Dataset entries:
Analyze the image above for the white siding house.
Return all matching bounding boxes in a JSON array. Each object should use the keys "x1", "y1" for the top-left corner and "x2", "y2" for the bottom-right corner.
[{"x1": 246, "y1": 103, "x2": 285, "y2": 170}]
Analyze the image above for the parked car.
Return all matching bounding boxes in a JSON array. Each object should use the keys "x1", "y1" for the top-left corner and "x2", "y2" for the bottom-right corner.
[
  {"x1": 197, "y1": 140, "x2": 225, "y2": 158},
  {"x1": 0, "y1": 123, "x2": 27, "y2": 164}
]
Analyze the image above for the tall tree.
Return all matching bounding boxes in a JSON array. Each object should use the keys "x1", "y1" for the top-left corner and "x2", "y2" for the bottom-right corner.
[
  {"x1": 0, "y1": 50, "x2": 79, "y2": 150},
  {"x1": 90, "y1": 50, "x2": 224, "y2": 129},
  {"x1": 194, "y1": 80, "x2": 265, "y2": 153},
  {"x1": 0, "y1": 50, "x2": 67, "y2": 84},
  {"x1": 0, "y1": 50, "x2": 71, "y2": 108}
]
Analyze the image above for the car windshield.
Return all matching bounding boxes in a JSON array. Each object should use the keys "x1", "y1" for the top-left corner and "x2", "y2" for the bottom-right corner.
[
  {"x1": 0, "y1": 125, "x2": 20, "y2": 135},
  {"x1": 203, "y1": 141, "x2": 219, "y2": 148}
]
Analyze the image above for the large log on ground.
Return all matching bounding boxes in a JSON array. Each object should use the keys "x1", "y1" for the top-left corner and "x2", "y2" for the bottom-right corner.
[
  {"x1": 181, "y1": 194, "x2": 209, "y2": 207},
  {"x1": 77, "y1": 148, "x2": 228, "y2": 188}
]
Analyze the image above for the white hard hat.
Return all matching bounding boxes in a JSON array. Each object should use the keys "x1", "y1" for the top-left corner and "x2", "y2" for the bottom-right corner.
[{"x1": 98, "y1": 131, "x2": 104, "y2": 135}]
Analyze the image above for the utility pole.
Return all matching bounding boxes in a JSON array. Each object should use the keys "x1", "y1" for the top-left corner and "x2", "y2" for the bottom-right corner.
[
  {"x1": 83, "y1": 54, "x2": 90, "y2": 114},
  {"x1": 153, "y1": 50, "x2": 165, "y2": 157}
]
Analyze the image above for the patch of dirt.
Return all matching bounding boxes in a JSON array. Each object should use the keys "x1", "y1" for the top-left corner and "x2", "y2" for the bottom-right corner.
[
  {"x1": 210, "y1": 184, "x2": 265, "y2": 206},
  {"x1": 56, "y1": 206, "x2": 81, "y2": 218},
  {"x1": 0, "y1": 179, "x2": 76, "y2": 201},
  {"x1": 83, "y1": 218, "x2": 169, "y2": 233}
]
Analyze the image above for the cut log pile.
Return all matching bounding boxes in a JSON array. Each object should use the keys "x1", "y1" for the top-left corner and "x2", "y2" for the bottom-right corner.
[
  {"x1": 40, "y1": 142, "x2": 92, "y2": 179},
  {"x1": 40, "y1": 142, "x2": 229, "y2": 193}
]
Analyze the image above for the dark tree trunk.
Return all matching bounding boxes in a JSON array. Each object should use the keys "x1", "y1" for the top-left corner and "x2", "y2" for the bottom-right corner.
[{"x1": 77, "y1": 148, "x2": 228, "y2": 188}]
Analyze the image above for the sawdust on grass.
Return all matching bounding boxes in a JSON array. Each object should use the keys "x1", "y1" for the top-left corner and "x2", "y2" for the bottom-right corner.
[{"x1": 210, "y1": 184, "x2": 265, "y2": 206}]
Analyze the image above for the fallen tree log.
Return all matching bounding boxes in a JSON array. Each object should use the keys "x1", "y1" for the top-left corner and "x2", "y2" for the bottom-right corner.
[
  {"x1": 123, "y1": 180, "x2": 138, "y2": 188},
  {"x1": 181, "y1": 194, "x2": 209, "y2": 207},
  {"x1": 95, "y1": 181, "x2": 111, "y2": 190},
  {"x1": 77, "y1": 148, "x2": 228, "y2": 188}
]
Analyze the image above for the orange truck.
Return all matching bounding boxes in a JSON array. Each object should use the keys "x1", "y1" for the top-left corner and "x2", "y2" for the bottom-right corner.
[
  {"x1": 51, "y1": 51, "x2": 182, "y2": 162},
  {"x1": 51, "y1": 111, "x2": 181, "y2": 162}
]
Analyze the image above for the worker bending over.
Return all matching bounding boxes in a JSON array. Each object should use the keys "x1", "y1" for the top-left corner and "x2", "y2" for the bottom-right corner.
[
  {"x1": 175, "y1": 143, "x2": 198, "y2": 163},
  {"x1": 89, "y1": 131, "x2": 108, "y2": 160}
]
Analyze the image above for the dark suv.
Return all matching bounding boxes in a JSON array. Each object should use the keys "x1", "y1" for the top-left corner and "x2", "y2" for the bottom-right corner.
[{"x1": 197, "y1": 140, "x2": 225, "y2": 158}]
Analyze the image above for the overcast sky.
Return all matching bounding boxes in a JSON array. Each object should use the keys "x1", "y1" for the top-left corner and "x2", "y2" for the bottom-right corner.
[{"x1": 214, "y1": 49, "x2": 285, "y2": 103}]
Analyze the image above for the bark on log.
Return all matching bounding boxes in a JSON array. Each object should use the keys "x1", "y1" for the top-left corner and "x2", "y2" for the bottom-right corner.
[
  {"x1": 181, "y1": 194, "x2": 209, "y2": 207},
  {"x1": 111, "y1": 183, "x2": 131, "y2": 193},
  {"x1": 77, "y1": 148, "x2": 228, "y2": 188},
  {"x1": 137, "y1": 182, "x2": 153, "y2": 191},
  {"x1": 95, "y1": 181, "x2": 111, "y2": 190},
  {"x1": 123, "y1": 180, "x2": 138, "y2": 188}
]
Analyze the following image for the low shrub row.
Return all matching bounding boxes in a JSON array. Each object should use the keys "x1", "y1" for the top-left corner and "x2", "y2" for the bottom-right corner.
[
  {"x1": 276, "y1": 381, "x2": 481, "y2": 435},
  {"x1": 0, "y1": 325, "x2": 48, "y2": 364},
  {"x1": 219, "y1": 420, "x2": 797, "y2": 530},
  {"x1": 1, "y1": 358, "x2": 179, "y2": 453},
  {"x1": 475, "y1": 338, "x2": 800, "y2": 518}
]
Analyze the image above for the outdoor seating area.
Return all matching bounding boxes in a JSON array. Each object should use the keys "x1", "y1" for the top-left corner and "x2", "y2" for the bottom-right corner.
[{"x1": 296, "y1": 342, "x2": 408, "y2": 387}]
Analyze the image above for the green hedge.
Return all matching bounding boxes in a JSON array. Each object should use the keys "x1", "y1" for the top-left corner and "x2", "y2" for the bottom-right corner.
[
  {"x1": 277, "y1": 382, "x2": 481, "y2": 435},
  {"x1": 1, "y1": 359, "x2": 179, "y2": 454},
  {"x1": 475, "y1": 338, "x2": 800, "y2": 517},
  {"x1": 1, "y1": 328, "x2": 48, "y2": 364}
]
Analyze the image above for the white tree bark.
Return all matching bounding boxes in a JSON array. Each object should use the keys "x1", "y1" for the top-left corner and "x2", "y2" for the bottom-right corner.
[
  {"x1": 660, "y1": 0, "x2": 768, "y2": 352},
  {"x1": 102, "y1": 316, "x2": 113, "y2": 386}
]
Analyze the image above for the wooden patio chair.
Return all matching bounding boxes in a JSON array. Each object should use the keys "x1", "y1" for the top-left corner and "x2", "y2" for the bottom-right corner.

TRY IT:
Give every entry once more, exactly as it reads.

THE COMPLETED TASK:
Analyze the image above for the white siding house.
Return all matching bounding boxes in a JSON array. Each object should use the keys "x1", "y1" for the top-left corner and "x2", "y2" for the bottom-right corner.
[{"x1": 246, "y1": 103, "x2": 285, "y2": 170}]
Analyze the image above for the parked car.
Return all matching bounding boxes in a JSON array. Each object should use the keys "x1", "y1" for the top-left corner and "x2", "y2" for the bottom-right corner.
[
  {"x1": 197, "y1": 140, "x2": 225, "y2": 158},
  {"x1": 0, "y1": 123, "x2": 27, "y2": 164}
]
Analyze the image above for the tall tree.
Return all matching bounding boxes in a JSON array. Each object should use the keys "x1", "y1" for the top-left corner and "x2", "y2" for the bottom-right corner.
[
  {"x1": 0, "y1": 50, "x2": 79, "y2": 150},
  {"x1": 90, "y1": 50, "x2": 224, "y2": 129},
  {"x1": 194, "y1": 80, "x2": 265, "y2": 153},
  {"x1": 0, "y1": 50, "x2": 67, "y2": 84},
  {"x1": 0, "y1": 50, "x2": 71, "y2": 108}
]
Analyze the image above for the car windshield.
Return all matching bounding boxes in a JSON array. Each object should use the keys "x1", "y1" for the top-left corner and "x2", "y2" for the bottom-right corner.
[
  {"x1": 0, "y1": 125, "x2": 20, "y2": 135},
  {"x1": 203, "y1": 141, "x2": 219, "y2": 148}
]
Analyze the image above for the large log on ground.
Return all matching bounding boxes in a JSON array. Each object should use the keys "x1", "y1" for the top-left corner and "x2", "y2" for the bottom-right corner.
[
  {"x1": 181, "y1": 194, "x2": 209, "y2": 207},
  {"x1": 77, "y1": 148, "x2": 228, "y2": 188}
]
Analyze the image above for the white hard hat.
Return all matching bounding boxes in a JSON array. Each object should use the keys "x1", "y1" for the top-left corner and "x2", "y2" for the bottom-right corner.
[{"x1": 98, "y1": 131, "x2": 104, "y2": 135}]
Analyze the image above for the utility pole.
Return all matching bounding boxes in a JSON array. Each object should use the keys "x1", "y1" for the top-left corner and "x2", "y2" for the bottom-right corner.
[
  {"x1": 83, "y1": 54, "x2": 90, "y2": 114},
  {"x1": 153, "y1": 50, "x2": 165, "y2": 157}
]
Analyze the image above for the patch of dirt.
Return all matching bounding boxes in a JSON array. Each object should use the keys "x1", "y1" for the top-left corner and "x2", "y2" for the bottom-right corner.
[
  {"x1": 210, "y1": 184, "x2": 265, "y2": 206},
  {"x1": 56, "y1": 206, "x2": 81, "y2": 218},
  {"x1": 0, "y1": 179, "x2": 76, "y2": 201},
  {"x1": 83, "y1": 218, "x2": 169, "y2": 233}
]
Analyze the image above for the cut log pile.
Return all matching bounding boxes in a JSON array. Each object should use the keys "x1", "y1" for the top-left corner and "x2", "y2" for the bottom-right corner.
[
  {"x1": 40, "y1": 142, "x2": 92, "y2": 179},
  {"x1": 40, "y1": 142, "x2": 229, "y2": 193}
]
Analyze the image above for the dark tree trunk.
Return all matching bounding boxes in a JSON array. Each object should use the keys "x1", "y1" for the top-left corner and "x2", "y2" for the bottom-right corner.
[{"x1": 77, "y1": 148, "x2": 228, "y2": 188}]
Analyze the image above for the sawdust on grass.
Return all matching bounding boxes in a JSON array. Each object should use the keys "x1", "y1" for the top-left corner and "x2", "y2" for the bottom-right corner.
[{"x1": 210, "y1": 184, "x2": 265, "y2": 206}]
Analyze the image above for the fallen tree log.
Return all matching bounding boxes in a JSON array. Each object should use the keys "x1", "y1" for the top-left corner and "x2", "y2" for the bottom-right corner.
[
  {"x1": 123, "y1": 180, "x2": 138, "y2": 188},
  {"x1": 181, "y1": 194, "x2": 209, "y2": 207},
  {"x1": 95, "y1": 181, "x2": 111, "y2": 190},
  {"x1": 77, "y1": 148, "x2": 228, "y2": 188}
]
Analyze the image above for the orange truck.
Return all matching bounding boxes in a JSON array. Each object should use the keys "x1", "y1" for the top-left corner and "x2", "y2" for the bottom-right corner.
[
  {"x1": 51, "y1": 51, "x2": 182, "y2": 162},
  {"x1": 51, "y1": 111, "x2": 181, "y2": 162}
]
Analyze the image above for the worker bending over.
Return all matching bounding boxes in a JSON array. Each object should use the keys "x1", "y1" for the top-left corner and "x2", "y2" for the bottom-right corner.
[
  {"x1": 175, "y1": 143, "x2": 198, "y2": 163},
  {"x1": 89, "y1": 131, "x2": 108, "y2": 160}
]
Analyze the image above for the dark suv.
Return all matching bounding boxes in a JSON array. Each object should use the keys "x1", "y1" for the top-left corner and "x2", "y2" for the bottom-right corner.
[{"x1": 197, "y1": 140, "x2": 225, "y2": 158}]
Analyze the image above for the overcast sky.
Return all matching bounding boxes in a JSON array. Each object should use the keys "x1", "y1" for the top-left corner and "x2", "y2" for the bottom-right corner.
[{"x1": 214, "y1": 49, "x2": 285, "y2": 103}]
Analyze the image above for the bark on log.
Return all matching bounding boxes in a JSON array. Each object should use the keys "x1", "y1" for the top-left corner and "x2", "y2" for the bottom-right corner.
[
  {"x1": 181, "y1": 194, "x2": 209, "y2": 207},
  {"x1": 111, "y1": 183, "x2": 131, "y2": 193},
  {"x1": 77, "y1": 148, "x2": 228, "y2": 188},
  {"x1": 137, "y1": 182, "x2": 153, "y2": 191},
  {"x1": 95, "y1": 181, "x2": 111, "y2": 190},
  {"x1": 123, "y1": 180, "x2": 138, "y2": 188}
]
Analyze the following image for the low shrub row.
Return all matching bounding boxes in a JSON array. Each object should use the keys "x1", "y1" for the top-left corner and "x2", "y2" for the bottom-right corner.
[
  {"x1": 276, "y1": 381, "x2": 481, "y2": 435},
  {"x1": 0, "y1": 325, "x2": 48, "y2": 364},
  {"x1": 219, "y1": 420, "x2": 797, "y2": 530},
  {"x1": 1, "y1": 358, "x2": 179, "y2": 453},
  {"x1": 475, "y1": 338, "x2": 800, "y2": 518}
]
Analyze the image above for the outdoor seating area.
Return all matching bounding boxes in a JSON array. Each object should use the keys "x1", "y1" for the top-left corner and "x2", "y2" for the bottom-right corner.
[{"x1": 296, "y1": 342, "x2": 408, "y2": 387}]
Analyze the image above for the green hedge.
Return all matching bounding boxes in a JSON array. Each object should use the keys "x1", "y1" for the top-left corner and "x2", "y2" for the bottom-right corner.
[
  {"x1": 277, "y1": 382, "x2": 481, "y2": 435},
  {"x1": 1, "y1": 359, "x2": 179, "y2": 454},
  {"x1": 475, "y1": 338, "x2": 800, "y2": 517},
  {"x1": 1, "y1": 328, "x2": 48, "y2": 364}
]
Analyze the image above for the white tree bark.
Return all matching bounding boxes in a JSON array. Each object should use the keys "x1", "y1" for the top-left corner and "x2", "y2" for the bottom-right corner.
[
  {"x1": 660, "y1": 0, "x2": 768, "y2": 352},
  {"x1": 102, "y1": 316, "x2": 113, "y2": 386}
]
Analyze the image above for the wooden patio chair.
Return all matching bounding boxes in a JSON array. Each object should use the keys "x1", "y1" for the top-left corner and "x2", "y2" for the bottom-right corner.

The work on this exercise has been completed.